[start TEXT SEGMENT]
Re: MDS has inconsistent performance

Michael Sevilla <mikesevilla3@xxxxxxxxx> · Fri, 16 Jan 2015 13:13:04 -0800

If you feel like perusing... log=20 on client, mds messenger, and mds:

https://www.dropbox.com/s/uvmexh9impd3f3c/forgreg.tar.gz?dl=0

In this run, only client 1 starts doing the extra lookups.

On Fri, Jan 16, 2015 at 10:43 AM, Gregory Farnum <greg@xxxxxxxxxxx> wrote:
> On Fri, Jan 16, 2015 at 10:34 AM, Michael Sevilla
> <mikesevilla3@xxxxxxxxx> wrote:
>> On Thu, Jan 15, 2015 at 10:37 PM, Gregory Farnum <greg@xxxxxxxxxxx> wrote:
>>> On Thu, Jan 15, 2015 at 2:44 PM, Michael Sevilla <mikesevilla3@xxxxxxxxx> wrote:
>>>> Let me know if this works and/or you need anything else:
>>>>
>>>> https://www.dropbox.com/s/fq47w6jebnyluu0/lookup-logs.tar.gz?dl=0
>>>>
>>>> Beware - the clients were on debug=10. Also, I tried this with the
>>>> kernel client and it is more consistent; it does the 2 lookups per
>>>> create on 1 client every single time.
[end TEXT SEGMENT]
[start RECORD SET]
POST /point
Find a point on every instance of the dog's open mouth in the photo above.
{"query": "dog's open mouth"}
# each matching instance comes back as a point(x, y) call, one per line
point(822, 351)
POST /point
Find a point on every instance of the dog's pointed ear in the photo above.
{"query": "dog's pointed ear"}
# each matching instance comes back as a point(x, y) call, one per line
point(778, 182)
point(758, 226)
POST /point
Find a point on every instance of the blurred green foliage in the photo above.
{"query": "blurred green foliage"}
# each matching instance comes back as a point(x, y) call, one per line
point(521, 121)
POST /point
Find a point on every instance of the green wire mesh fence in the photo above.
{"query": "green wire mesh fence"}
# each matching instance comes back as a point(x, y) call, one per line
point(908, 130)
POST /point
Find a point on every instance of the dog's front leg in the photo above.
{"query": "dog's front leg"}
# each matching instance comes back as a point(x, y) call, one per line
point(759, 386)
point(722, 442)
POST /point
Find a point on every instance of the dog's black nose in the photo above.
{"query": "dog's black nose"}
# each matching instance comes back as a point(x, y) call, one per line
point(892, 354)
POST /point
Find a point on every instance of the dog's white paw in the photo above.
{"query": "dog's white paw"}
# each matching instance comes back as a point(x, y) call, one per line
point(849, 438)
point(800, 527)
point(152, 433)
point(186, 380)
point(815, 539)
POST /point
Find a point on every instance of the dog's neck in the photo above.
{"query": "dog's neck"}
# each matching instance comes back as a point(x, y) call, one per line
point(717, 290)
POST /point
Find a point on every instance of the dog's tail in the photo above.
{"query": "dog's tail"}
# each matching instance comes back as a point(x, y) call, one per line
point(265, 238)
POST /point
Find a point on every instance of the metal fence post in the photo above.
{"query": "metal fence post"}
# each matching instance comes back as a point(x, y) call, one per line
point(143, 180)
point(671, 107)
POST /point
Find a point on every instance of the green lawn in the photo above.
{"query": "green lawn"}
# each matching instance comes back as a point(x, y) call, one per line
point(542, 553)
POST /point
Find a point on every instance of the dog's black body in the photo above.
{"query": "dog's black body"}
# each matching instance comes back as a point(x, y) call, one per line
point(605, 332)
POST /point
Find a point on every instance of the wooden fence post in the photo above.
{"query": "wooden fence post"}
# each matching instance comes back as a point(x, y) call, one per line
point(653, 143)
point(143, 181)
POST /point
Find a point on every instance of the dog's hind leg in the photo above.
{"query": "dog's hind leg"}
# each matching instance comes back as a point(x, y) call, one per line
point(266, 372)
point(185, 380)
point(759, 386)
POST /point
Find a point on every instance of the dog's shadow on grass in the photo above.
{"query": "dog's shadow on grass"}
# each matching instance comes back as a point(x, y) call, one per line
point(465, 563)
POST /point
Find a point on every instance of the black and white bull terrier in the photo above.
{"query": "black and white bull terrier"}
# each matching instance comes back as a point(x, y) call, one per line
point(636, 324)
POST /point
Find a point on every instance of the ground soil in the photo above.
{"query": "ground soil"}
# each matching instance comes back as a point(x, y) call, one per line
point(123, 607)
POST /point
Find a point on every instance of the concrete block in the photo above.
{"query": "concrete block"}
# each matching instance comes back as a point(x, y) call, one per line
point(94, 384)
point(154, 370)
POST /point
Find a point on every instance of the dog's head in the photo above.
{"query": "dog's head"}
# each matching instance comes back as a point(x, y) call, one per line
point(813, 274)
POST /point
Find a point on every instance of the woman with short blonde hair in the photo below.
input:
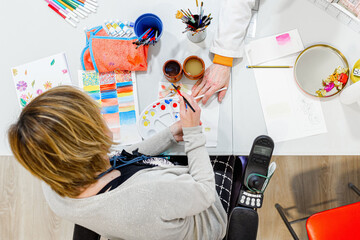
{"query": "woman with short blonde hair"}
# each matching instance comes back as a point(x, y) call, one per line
point(61, 138)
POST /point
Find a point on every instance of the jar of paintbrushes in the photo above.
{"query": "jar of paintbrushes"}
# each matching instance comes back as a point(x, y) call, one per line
point(196, 24)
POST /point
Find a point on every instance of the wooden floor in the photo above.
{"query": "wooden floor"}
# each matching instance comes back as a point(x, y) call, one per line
point(302, 185)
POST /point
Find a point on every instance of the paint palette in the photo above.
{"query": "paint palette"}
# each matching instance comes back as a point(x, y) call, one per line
point(158, 116)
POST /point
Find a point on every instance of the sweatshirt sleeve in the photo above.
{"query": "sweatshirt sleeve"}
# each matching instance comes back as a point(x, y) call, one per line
point(234, 19)
point(153, 145)
point(194, 192)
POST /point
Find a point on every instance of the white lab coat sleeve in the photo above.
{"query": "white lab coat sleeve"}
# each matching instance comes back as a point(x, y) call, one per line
point(234, 19)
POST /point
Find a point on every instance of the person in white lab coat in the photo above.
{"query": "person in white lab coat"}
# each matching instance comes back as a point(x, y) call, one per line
point(228, 44)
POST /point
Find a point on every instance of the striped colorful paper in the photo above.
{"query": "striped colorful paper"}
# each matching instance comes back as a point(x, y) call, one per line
point(116, 93)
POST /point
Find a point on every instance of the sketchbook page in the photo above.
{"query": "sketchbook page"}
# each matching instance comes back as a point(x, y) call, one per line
point(274, 47)
point(33, 78)
point(289, 114)
point(209, 113)
point(116, 93)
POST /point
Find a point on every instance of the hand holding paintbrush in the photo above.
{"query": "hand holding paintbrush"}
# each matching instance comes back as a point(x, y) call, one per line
point(189, 118)
point(186, 101)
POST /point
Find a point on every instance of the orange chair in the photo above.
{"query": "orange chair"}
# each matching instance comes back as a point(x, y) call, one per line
point(338, 223)
point(341, 223)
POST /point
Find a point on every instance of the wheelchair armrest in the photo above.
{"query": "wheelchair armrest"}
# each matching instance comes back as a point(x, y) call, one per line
point(243, 224)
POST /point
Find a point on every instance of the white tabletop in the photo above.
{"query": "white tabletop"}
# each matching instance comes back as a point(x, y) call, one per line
point(32, 31)
point(315, 26)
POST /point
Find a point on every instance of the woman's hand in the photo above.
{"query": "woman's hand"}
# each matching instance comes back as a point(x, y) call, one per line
point(216, 77)
point(188, 117)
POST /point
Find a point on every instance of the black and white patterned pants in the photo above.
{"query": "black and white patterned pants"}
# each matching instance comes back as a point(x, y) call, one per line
point(223, 168)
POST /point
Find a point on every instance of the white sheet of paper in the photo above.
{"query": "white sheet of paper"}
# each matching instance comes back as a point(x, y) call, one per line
point(289, 113)
point(209, 114)
point(33, 78)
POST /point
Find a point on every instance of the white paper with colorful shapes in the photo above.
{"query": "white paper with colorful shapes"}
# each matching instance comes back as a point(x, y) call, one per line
point(209, 112)
point(34, 78)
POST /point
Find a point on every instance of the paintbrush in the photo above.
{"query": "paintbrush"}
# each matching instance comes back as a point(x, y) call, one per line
point(269, 66)
point(187, 102)
point(201, 96)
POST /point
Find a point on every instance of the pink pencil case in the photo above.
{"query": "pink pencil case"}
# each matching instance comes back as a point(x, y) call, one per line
point(106, 54)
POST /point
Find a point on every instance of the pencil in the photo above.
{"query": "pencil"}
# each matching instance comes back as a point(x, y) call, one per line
point(186, 101)
point(269, 66)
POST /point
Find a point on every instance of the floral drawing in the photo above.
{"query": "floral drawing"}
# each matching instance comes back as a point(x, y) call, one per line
point(21, 86)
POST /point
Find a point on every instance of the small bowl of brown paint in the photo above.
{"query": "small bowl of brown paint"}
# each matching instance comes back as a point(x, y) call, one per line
point(172, 70)
point(194, 67)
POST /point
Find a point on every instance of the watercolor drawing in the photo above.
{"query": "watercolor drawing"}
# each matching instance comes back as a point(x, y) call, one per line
point(34, 78)
point(116, 93)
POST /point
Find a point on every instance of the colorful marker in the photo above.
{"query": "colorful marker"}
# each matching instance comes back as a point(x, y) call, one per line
point(62, 11)
point(110, 28)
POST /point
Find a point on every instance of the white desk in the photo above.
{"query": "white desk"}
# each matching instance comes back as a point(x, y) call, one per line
point(32, 31)
point(315, 26)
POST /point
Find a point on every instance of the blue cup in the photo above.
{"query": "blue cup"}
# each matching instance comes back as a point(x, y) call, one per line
point(146, 21)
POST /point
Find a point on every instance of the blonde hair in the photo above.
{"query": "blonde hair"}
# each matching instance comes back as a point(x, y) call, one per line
point(60, 138)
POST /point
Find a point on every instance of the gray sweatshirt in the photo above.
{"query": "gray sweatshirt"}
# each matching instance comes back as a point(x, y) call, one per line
point(163, 202)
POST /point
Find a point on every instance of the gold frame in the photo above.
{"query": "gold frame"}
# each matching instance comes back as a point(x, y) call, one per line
point(332, 48)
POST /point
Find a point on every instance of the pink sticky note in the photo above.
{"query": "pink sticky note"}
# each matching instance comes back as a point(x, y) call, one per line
point(283, 39)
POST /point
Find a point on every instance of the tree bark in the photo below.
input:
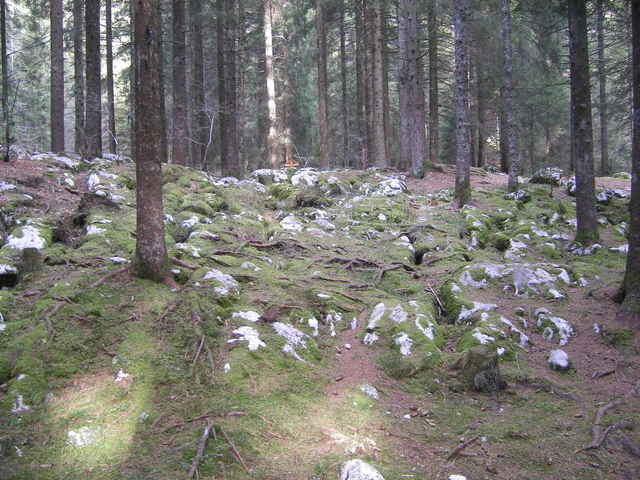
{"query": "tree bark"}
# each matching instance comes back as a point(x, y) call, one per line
point(463, 149)
point(509, 128)
point(629, 313)
point(412, 135)
point(57, 76)
point(199, 119)
point(78, 75)
point(111, 100)
point(151, 254)
point(6, 116)
point(323, 120)
point(378, 154)
point(434, 117)
point(605, 166)
point(582, 140)
point(227, 88)
point(273, 138)
point(93, 115)
point(180, 133)
point(344, 109)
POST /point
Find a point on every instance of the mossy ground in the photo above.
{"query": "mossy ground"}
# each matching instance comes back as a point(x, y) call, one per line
point(289, 419)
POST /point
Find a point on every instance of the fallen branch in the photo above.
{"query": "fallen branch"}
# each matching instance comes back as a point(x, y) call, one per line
point(433, 261)
point(109, 275)
point(597, 375)
point(598, 434)
point(456, 451)
point(235, 451)
point(201, 417)
point(200, 453)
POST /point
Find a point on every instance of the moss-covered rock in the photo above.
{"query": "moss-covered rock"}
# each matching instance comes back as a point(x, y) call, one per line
point(479, 370)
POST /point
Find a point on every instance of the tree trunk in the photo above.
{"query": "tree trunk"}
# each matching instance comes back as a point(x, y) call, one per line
point(434, 117)
point(200, 122)
point(57, 76)
point(463, 149)
point(151, 254)
point(93, 116)
point(344, 110)
point(412, 136)
point(179, 136)
point(78, 75)
point(273, 138)
point(227, 88)
point(111, 100)
point(377, 132)
point(509, 128)
point(6, 116)
point(361, 85)
point(605, 166)
point(323, 120)
point(582, 140)
point(629, 313)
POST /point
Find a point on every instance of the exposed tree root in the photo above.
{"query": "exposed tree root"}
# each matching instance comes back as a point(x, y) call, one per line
point(108, 276)
point(598, 433)
point(201, 447)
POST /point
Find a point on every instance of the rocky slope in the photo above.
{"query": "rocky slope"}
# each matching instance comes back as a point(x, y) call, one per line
point(320, 317)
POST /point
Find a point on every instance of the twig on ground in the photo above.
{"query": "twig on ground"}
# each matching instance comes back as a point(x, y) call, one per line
point(456, 451)
point(598, 434)
point(201, 417)
point(182, 264)
point(235, 451)
point(597, 375)
point(195, 359)
point(201, 447)
point(109, 275)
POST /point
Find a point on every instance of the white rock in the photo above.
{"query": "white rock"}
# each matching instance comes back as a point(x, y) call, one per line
point(477, 307)
point(19, 406)
point(558, 360)
point(249, 335)
point(304, 177)
point(85, 436)
point(405, 343)
point(398, 315)
point(250, 266)
point(359, 470)
point(4, 187)
point(93, 230)
point(121, 376)
point(313, 323)
point(118, 260)
point(249, 315)
point(7, 269)
point(30, 239)
point(291, 334)
point(290, 223)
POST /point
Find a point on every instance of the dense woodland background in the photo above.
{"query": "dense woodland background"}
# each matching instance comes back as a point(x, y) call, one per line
point(325, 55)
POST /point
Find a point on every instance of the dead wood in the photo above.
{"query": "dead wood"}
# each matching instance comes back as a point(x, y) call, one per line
point(182, 264)
point(456, 451)
point(598, 433)
point(202, 417)
point(109, 275)
point(201, 447)
point(235, 451)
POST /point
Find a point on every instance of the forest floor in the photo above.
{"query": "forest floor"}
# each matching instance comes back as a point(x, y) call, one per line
point(324, 276)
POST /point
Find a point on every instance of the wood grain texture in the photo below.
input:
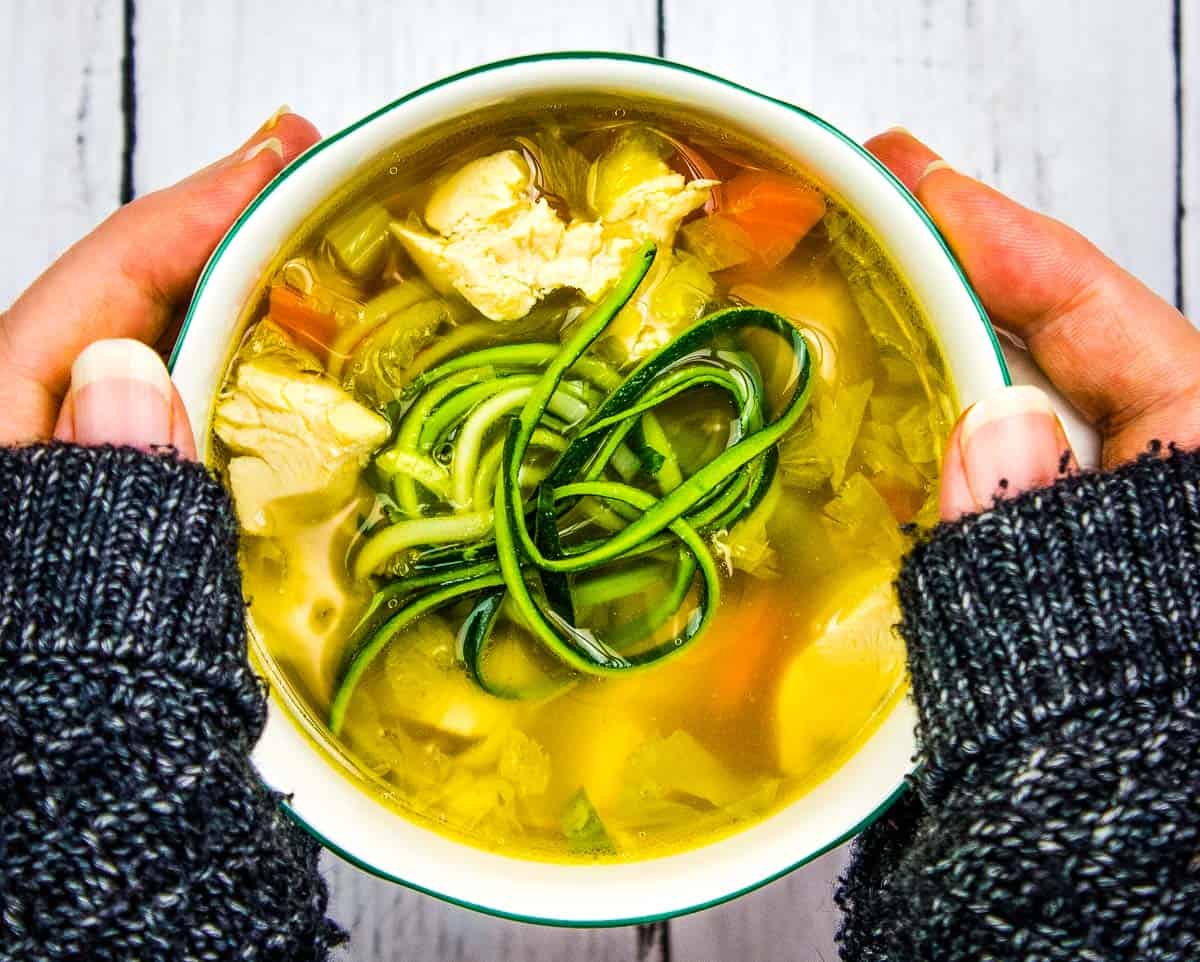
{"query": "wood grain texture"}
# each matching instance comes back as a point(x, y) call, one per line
point(793, 918)
point(210, 72)
point(61, 119)
point(390, 924)
point(1066, 104)
point(1188, 26)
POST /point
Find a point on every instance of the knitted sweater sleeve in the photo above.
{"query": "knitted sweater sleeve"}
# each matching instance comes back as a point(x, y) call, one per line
point(132, 824)
point(1054, 647)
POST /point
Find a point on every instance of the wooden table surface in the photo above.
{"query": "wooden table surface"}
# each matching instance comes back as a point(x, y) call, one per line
point(1087, 109)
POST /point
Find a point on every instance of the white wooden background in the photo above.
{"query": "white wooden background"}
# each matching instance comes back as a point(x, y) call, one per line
point(1089, 109)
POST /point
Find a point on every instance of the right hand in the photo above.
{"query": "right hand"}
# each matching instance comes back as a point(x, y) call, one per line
point(1126, 359)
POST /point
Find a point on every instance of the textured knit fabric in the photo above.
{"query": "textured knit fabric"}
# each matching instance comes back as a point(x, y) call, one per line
point(132, 825)
point(1054, 645)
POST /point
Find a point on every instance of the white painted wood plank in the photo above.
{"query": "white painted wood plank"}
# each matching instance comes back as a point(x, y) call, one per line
point(60, 169)
point(210, 72)
point(793, 918)
point(391, 924)
point(1066, 104)
point(1189, 238)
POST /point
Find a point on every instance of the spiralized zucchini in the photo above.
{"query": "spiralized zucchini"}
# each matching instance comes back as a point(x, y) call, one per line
point(483, 521)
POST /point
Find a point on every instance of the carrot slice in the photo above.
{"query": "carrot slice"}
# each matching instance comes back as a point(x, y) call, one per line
point(774, 211)
point(292, 311)
point(741, 645)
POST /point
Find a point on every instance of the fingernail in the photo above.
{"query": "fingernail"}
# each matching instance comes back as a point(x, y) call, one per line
point(273, 144)
point(275, 118)
point(121, 395)
point(939, 164)
point(1011, 442)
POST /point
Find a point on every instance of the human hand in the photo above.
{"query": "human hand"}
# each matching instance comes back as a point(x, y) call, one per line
point(75, 361)
point(1127, 360)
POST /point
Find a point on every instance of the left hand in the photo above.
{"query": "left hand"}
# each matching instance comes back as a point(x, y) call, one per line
point(130, 280)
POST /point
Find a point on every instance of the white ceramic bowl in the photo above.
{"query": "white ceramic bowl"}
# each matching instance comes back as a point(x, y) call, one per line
point(323, 798)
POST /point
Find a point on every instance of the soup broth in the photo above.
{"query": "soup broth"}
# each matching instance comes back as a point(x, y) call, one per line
point(400, 448)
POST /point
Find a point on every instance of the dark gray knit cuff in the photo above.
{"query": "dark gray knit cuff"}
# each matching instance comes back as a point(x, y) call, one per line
point(1063, 603)
point(126, 555)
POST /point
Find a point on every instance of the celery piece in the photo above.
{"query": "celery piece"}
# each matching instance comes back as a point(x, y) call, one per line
point(268, 340)
point(635, 157)
point(747, 546)
point(683, 294)
point(375, 312)
point(717, 241)
point(918, 438)
point(900, 372)
point(586, 834)
point(429, 689)
point(525, 764)
point(678, 765)
point(876, 292)
point(559, 169)
point(359, 241)
point(676, 292)
point(379, 367)
point(820, 449)
point(862, 519)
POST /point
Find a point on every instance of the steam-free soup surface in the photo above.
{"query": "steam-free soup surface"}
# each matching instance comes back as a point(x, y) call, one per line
point(625, 708)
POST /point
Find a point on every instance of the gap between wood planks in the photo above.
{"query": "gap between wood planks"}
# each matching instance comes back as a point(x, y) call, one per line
point(653, 941)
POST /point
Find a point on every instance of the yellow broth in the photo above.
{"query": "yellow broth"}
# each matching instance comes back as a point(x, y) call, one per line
point(801, 662)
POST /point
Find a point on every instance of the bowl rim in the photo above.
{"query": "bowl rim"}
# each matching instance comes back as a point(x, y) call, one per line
point(657, 64)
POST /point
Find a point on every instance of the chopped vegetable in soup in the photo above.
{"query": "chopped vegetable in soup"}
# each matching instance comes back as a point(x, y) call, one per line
point(573, 460)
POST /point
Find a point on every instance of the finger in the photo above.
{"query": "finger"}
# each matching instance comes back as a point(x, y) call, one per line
point(181, 427)
point(903, 154)
point(1128, 360)
point(120, 394)
point(1002, 446)
point(130, 276)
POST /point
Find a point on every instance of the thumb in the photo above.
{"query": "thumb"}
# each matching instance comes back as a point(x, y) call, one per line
point(121, 394)
point(1002, 446)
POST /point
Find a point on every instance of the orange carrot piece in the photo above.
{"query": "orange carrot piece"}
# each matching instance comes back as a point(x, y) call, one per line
point(292, 311)
point(774, 210)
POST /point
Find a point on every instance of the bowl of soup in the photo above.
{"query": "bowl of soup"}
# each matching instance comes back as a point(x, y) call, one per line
point(576, 410)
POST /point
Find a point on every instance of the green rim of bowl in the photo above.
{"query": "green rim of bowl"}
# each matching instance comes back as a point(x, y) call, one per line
point(663, 65)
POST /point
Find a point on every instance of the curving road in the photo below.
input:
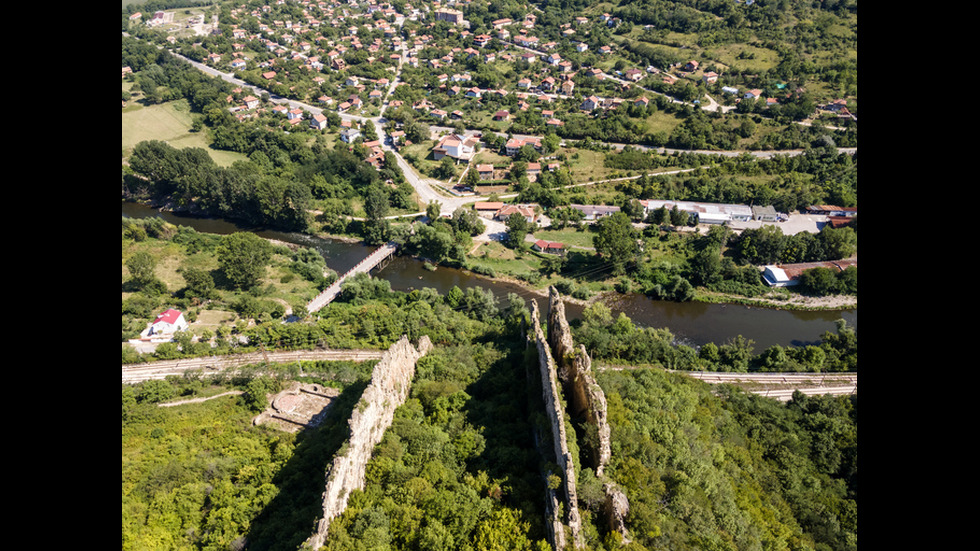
[end RECORD SET]
In the MDS performance thread, which client starts doing the extra lookups in the run with log=20 logging?

• **OUTPUT OF THE TASK**: Only client 1.